== RECORDS

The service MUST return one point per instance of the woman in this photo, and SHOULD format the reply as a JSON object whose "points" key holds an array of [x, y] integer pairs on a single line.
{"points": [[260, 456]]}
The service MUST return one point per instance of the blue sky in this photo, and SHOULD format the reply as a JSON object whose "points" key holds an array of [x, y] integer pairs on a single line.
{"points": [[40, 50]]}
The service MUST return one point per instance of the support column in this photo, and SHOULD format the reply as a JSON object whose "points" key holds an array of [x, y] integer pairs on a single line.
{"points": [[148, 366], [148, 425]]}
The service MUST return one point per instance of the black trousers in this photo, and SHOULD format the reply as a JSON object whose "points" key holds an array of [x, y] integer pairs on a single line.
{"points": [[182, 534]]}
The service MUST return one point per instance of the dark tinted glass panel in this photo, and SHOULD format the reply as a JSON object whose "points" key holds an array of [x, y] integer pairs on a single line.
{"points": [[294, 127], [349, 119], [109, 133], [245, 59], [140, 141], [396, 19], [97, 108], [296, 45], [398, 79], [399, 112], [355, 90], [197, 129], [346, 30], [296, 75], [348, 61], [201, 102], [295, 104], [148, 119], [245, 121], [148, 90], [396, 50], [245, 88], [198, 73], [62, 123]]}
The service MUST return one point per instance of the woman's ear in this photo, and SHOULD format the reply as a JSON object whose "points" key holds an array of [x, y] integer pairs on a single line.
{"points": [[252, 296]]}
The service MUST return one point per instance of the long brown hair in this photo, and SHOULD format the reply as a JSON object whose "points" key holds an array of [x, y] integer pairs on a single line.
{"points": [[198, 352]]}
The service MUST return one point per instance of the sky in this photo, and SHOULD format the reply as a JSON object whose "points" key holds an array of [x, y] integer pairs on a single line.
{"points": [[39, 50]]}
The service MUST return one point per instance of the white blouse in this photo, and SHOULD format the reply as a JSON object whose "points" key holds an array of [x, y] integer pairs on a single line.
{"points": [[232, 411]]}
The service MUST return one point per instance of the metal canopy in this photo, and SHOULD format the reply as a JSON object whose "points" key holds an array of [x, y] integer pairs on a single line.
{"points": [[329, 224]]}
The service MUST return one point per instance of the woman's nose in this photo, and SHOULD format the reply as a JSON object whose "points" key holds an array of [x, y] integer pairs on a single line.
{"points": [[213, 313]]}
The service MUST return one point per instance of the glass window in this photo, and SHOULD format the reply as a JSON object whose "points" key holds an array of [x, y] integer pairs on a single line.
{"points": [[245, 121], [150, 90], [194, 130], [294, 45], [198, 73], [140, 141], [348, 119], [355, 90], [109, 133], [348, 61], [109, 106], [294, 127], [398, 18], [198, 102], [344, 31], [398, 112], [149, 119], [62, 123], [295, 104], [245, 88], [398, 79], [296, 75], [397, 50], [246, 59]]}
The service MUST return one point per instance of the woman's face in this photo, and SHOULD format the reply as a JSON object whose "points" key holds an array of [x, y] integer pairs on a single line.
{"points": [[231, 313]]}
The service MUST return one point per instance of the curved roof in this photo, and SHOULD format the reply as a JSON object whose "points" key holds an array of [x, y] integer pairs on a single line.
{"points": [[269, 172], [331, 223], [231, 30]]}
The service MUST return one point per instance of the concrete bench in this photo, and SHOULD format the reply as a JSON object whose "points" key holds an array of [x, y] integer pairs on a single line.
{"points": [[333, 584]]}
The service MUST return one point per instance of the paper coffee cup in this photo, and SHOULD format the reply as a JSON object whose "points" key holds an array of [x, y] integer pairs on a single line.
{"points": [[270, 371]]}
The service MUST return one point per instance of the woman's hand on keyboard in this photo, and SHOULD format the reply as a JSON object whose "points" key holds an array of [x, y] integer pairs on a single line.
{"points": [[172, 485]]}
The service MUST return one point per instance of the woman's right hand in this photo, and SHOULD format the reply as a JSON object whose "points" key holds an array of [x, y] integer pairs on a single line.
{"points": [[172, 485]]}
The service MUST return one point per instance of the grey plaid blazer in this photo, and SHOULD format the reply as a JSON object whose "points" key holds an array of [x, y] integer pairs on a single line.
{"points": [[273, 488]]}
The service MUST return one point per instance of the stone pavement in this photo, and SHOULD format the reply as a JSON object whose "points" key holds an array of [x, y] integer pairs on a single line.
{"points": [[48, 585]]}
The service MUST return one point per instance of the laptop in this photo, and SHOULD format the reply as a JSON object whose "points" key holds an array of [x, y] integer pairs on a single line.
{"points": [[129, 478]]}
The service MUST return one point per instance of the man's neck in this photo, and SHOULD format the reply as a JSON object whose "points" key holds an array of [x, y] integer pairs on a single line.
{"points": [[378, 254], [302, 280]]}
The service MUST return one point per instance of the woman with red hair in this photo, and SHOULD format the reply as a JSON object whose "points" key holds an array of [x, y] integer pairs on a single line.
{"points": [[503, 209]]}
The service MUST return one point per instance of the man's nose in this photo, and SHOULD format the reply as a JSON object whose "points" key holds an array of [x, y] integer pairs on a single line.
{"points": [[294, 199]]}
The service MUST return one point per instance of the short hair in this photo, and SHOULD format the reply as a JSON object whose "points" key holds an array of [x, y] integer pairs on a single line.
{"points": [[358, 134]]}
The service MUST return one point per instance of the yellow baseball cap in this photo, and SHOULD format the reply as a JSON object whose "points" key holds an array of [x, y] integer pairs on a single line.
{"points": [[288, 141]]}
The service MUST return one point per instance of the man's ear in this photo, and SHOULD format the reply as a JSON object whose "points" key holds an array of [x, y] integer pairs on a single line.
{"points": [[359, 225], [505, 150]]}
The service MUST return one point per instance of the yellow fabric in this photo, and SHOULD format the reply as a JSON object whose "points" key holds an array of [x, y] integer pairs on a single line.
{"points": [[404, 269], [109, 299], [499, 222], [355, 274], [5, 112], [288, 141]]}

====

_DIRECTIONS:_ Quote each of the records above verbatim, from the first to the last.

_CORRECT OUTPUT:_
The service MUST return one point per instance of the woman in this photo, and SHOULD format the reply as a JSON object whose "points" key holds an array of [x, y] integer pairs on a single line.
{"points": [[260, 456]]}
The service MUST return one point per instance of the blue sky in this photo, and SHOULD format the reply as a JSON object whose "points" key holds an array of [x, y] integer pairs on a single line.
{"points": [[40, 50]]}
The service MUST return one point per instance of the support column in this photo, and SHOULD format the reply as a JSON object whose "points" key holds an array of [x, y] integer pairs on a single line.
{"points": [[148, 366], [148, 425]]}
The service MUST return one point per instance of the black trousers in this photo, and SHOULD format the reply as a JSON object whose "points" key holds an array of [x, y] integer pairs on a single line.
{"points": [[182, 534]]}
The service MUST return one point per instance of the dark tinted glass panel in this photo, and SHOULD format the reply as a JSON object whose "points" key holds an array of [x, y] integer pairs on a single line.
{"points": [[294, 127], [349, 119], [109, 133], [245, 59], [140, 141], [396, 19], [97, 108], [296, 45], [398, 79], [399, 112], [355, 90], [197, 129], [346, 30], [296, 75], [348, 61], [201, 102], [295, 104], [148, 119], [245, 121], [148, 90], [396, 50], [245, 88], [198, 73], [62, 123]]}
The service MUST return one point per instance of the woman's ear in this photo, and SHOULD format the reply as a JSON object whose "points" key holds an array of [x, y] integer pairs on a single line.
{"points": [[252, 296]]}
The service MUST return one point per instance of the long brown hair in this photo, and SHOULD format the reply as a JSON object whose "points" key holds an array of [x, y] integer pairs on a single line.
{"points": [[198, 352]]}
The service MUST return one point per instance of the sky in this photo, and SHOULD format the reply as a JSON object whose "points" key holds an array of [x, y] integer pairs on a single line.
{"points": [[39, 50]]}
The service MUST return one point per instance of the white blouse in this photo, and SHOULD format the reply as a JSON object whose "points" key holds an array of [x, y] integer pairs on a single line.
{"points": [[232, 411]]}
The service MUST return one point per instance of the metal canopy in this photo, and SHOULD format the reply as a JSON object whose "points" key holds an array of [x, y] integer pairs on a single line.
{"points": [[329, 224]]}
The service MUST return one point per instance of the woman's nose in this photo, and SHOULD format the reply as a JSON object whose "points" key holds an array of [x, y] integer pairs on a single line.
{"points": [[213, 313]]}
The service MUST return one point per instance of the glass window in this photo, and SHOULD format the reply as a JSON object whose "points" key holds an array of [x, y] integer pairs on a single line.
{"points": [[245, 121], [150, 90], [194, 130], [294, 45], [198, 73], [140, 141], [348, 119], [355, 90], [109, 133], [348, 61], [109, 106], [294, 127], [398, 18], [198, 102], [344, 31], [398, 112], [149, 119], [62, 123], [295, 104], [245, 88], [398, 79], [296, 75], [397, 50], [246, 59]]}
The service MUST return one point per instance of the woman's face in this photo, and SHOULD format the reply as a JSON object whose "points" key holds an array of [x, y] integer pairs on a single line.
{"points": [[231, 313]]}
The service MUST return one point per instance of the curved roof in this photo, and SHOULD format the reply as a JSON object whose "points" key holds an array of [x, y] integer pairs on a single line.
{"points": [[269, 172], [331, 223], [231, 30]]}
The service MUST return one point per instance of the concrete bench in this photo, and SHOULD format the reply as a JSON object whose "points" key holds an array of [x, y] integer pairs on a single line.
{"points": [[333, 584]]}
The service MUST return one point per instance of the paper coffee cup in this photo, and SHOULD format the reply as a JSON object whose "points" key holds an array of [x, y] integer pairs on a single line.
{"points": [[270, 371]]}
The service MUST return one point per instance of the woman's hand on keyboard in this photo, and SHOULD format the reply as a JSON object whose "points" key holds an array of [x, y] integer pairs on a single line.
{"points": [[172, 485]]}
The service MUST return one point per instance of the woman's right hand in this photo, and SHOULD format the reply as a JSON object whose "points" key holds an array of [x, y] integer pairs on a single line.
{"points": [[172, 485]]}
The service MUST return one point per instance of the grey plaid blazer in this photo, and SHOULD format the reply as a JSON object whose "points" key holds an array of [x, y] integer pairs on a single line.
{"points": [[273, 488]]}
The service MUST return one point per instance of the stone pavement in this photo, and SHOULD format the reply as a JSON object whose "points" key holds an array of [x, y] integer pairs on a single line.
{"points": [[48, 585]]}
The service MUST return one point per instance of the laptop in this photo, and SHOULD format the reply as a JSON object whose "points" key holds an array of [x, y] integer pairs on a single line.
{"points": [[129, 478]]}
The service MUST return one point per instance of the man's neck in this photo, and SHOULD format the reply as a JSON object whose "points" key holds an array of [x, y] integer pairs on a single line.
{"points": [[378, 254], [302, 280]]}
The service MUST return one point per instance of the woman with red hair in this photo, and SHOULD format the reply as a JSON object whose "points" key holds an array of [x, y] integer pairs on a single line.
{"points": [[503, 209]]}
The service MUST return one point per instance of the man's nose in this photo, and SHOULD format the reply as a JSON object whose "points" key holds an array of [x, y] integer pairs on a single line.
{"points": [[294, 199]]}
The service MUST return one point per instance of the short hair in this photo, and SHOULD format the reply as a JSON object whose "points" key holds an array of [x, y] integer pairs on a single line.
{"points": [[358, 134]]}
The service MUST return one point per instance of the yellow baseball cap in this photo, and SHOULD format the reply as a JSON object whose "points" key holds an array of [x, y] integer pairs on a single line.
{"points": [[288, 141]]}
The service MUST return one point per instance of the man's ear in this photo, and SHOULD format the reply as a JSON object whose "points" key holds an array of [x, y] integer pairs on a single line.
{"points": [[359, 225], [505, 150]]}
The service MUST return one point per instance of the yellow fabric in this photo, and SHOULD format the reply as a JSON object whose "points" key holds an array of [x, y] integer pairs on a single line.
{"points": [[404, 269], [109, 299], [499, 222], [355, 274], [5, 112], [288, 141]]}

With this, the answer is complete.